Description of the task: Write every line of the material out exactly as shown.
-- start of Exercise data --
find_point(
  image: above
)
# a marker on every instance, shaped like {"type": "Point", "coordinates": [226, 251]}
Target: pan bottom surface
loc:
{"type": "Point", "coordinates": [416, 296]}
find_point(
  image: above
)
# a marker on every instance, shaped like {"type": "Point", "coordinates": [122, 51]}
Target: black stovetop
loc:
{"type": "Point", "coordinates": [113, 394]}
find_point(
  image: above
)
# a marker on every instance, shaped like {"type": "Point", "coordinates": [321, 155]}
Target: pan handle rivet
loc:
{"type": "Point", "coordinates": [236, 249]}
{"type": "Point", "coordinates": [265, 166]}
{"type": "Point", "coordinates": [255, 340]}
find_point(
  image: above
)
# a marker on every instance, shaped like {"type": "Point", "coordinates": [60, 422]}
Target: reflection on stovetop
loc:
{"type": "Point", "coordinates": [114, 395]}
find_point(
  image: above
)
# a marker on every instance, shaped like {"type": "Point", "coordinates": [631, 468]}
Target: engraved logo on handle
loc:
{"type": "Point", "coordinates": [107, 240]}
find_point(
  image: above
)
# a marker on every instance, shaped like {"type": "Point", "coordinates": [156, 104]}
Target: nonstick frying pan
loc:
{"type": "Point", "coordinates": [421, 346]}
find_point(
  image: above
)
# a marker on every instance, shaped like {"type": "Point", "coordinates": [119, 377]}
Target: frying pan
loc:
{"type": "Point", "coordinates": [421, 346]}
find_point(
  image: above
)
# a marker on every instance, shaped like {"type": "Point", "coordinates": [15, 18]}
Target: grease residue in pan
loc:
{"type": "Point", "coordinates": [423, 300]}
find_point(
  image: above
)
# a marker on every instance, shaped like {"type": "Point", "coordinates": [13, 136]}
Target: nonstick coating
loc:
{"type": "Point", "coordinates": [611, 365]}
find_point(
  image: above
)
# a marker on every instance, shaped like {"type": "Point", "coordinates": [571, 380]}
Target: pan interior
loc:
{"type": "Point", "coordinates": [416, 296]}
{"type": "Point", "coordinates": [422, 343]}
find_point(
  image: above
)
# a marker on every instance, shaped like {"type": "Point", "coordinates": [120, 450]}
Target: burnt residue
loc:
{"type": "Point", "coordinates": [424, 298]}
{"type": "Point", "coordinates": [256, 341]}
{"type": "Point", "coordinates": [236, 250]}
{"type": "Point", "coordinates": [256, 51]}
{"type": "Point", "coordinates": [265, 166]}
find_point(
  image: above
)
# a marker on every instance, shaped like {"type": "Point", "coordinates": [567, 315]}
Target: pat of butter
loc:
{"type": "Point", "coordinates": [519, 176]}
-- end of Exercise data --
Final result:
find_point(
  image: above
)
# a marker on every instance, shaped like {"type": "Point", "coordinates": [226, 251]}
Target: pan bottom surface
loc:
{"type": "Point", "coordinates": [416, 296]}
find_point(
  image: above
)
# a marker on every instance, shaped like {"type": "Point", "coordinates": [122, 51]}
Target: black stovetop
loc:
{"type": "Point", "coordinates": [113, 394]}
find_point(
  image: above
)
# a marker on every instance, shaped like {"type": "Point", "coordinates": [321, 155]}
Target: pan handle rivet
loc:
{"type": "Point", "coordinates": [236, 249]}
{"type": "Point", "coordinates": [265, 166]}
{"type": "Point", "coordinates": [255, 340]}
find_point(
  image: above
)
# a marker on every instance, shaped like {"type": "Point", "coordinates": [60, 422]}
Target: reflection on stovetop
loc:
{"type": "Point", "coordinates": [114, 395]}
find_point(
  image: above
)
# a marker on every instance, shaped like {"type": "Point", "coordinates": [631, 468]}
Target: engraved logo on handle
loc:
{"type": "Point", "coordinates": [107, 240]}
find_point(
  image: above
)
# a marker on every instance, shaped like {"type": "Point", "coordinates": [156, 104]}
Target: nonstick frying pan
loc:
{"type": "Point", "coordinates": [421, 346]}
find_point(
  image: above
)
# a marker on every instance, shaped like {"type": "Point", "coordinates": [119, 377]}
Target: frying pan
loc:
{"type": "Point", "coordinates": [421, 346]}
find_point(
  image: above
)
# a marker on every instance, shaped like {"type": "Point", "coordinates": [15, 18]}
Target: grease residue in pan
loc:
{"type": "Point", "coordinates": [423, 300]}
find_point(
  image: above
)
# a marker on every instance, shaped like {"type": "Point", "coordinates": [13, 136]}
Target: nonstick coating
loc:
{"type": "Point", "coordinates": [611, 365]}
find_point(
  image: above
)
# a marker on every instance, shaped like {"type": "Point", "coordinates": [571, 380]}
Target: pan interior
loc:
{"type": "Point", "coordinates": [416, 296]}
{"type": "Point", "coordinates": [422, 343]}
find_point(
  image: above
)
# a marker on every instance, shaped like {"type": "Point", "coordinates": [120, 450]}
Target: burnt residue
loc:
{"type": "Point", "coordinates": [424, 298]}
{"type": "Point", "coordinates": [256, 341]}
{"type": "Point", "coordinates": [236, 250]}
{"type": "Point", "coordinates": [256, 51]}
{"type": "Point", "coordinates": [265, 166]}
find_point(
  image: above
)
# a marker on every instance, shaped like {"type": "Point", "coordinates": [567, 315]}
Target: pat of butter
loc:
{"type": "Point", "coordinates": [519, 176]}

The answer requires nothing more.